■ TASKS TO CARRY OUT:
1/ In the message about sFlow and gmond, which side computes the deltas when sFlow is used?
2/ List every benefit that the message about sFlow and gmond attributes to exporting standard sets of metrics instead of ad-hoc measurements.

#### DOCUMENT EXCERPT

Bryan,

Since you want each of the nodes in the cluster to have access to the state its 
peers, implementing a full gmond equivalent peer sounds like the right call. 
However, I think that you might want to consider adding sFlow export 
functionality as well. It's helpful to have a clear understanding of the goals 
and architectural choices in sFlow.

The sFlow architecture is asymmetric with agents sending but never receiving 
data. Once you have made that choice, you can further simplify the agent by 
making it stateless - for example, you will see that sFlow exports raw counters 
and leaves it up to the receiver to compute deltas. With gmond the deltas are 
computed at the sender, requiring it to maintain state (which gmond is doing 
anyway when it receives metrics, so it isn't an unreasonable choice). Removing 
all state from the agent means that its memory requirements are minimal and it 
doesn't need to allocate memory - both properties are very useful when you want 
to embed the measurements in hardware devices like network switches.

As you point out, another difference is that sFlow exports standard sets of 
metrics rather than ad-hoc measurements. The benefit is that you can focus on 
optimizing the the collection of the standard metrics (even implementing some 
in hardware), tightly pack the data in a single datagram, eliminate the 
overhead of exchanging metadata and simplify multivendor monitoring since the 
same measurements will be sent by every device. Standardizing the metrics also 
helps reduce operational complexity - eliminating the configuration options 
that are needed for a more flexible solution.

########
#### STORED RECORDS

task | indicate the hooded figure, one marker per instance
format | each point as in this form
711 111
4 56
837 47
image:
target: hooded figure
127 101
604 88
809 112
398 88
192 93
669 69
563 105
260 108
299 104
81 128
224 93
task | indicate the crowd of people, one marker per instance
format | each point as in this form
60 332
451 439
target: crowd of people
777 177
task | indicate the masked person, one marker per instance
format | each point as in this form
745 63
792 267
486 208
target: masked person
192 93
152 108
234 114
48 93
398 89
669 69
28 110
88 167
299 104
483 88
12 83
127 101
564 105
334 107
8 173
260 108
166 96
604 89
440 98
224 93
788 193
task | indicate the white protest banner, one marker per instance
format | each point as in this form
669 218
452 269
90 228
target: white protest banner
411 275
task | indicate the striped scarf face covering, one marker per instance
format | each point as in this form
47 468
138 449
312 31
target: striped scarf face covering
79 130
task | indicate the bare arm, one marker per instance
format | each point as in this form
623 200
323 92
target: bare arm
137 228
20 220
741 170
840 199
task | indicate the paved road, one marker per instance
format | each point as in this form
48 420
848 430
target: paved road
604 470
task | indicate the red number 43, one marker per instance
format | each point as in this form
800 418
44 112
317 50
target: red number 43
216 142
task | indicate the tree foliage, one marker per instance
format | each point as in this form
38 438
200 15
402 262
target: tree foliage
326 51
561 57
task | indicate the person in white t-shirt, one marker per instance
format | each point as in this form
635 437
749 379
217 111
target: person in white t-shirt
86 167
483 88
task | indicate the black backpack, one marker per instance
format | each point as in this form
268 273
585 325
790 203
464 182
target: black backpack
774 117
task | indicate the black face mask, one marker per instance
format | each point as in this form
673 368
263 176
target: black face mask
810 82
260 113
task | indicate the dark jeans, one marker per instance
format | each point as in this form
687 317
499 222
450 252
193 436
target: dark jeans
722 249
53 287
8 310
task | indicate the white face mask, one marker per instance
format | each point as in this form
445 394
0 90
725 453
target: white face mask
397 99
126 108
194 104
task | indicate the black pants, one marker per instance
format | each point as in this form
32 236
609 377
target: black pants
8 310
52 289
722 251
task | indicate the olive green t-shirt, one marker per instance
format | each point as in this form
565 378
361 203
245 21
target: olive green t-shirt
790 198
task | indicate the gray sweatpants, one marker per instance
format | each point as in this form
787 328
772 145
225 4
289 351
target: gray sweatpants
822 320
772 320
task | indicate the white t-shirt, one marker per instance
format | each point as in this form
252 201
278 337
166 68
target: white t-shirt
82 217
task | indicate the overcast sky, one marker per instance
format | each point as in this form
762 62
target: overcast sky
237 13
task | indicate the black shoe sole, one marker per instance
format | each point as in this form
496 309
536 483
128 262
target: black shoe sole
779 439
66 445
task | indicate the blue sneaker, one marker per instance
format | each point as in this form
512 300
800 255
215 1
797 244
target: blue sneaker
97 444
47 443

########

■ SOLUTION LIST:
1/ The receiver computes the deltas, because sFlow exports raw counters.

2/
- You can focus on optimizing the collection of the standard metrics, even implementing some in hardware.
- The data can be tightly packed in a single datagram.
- The overhead of exchanging metadata is eliminated.
- Multivendor monitoring is simpler, since every device sends the same measurements.
- Operational complexity is reduced by eliminating the configuration options a more flexible solution would need.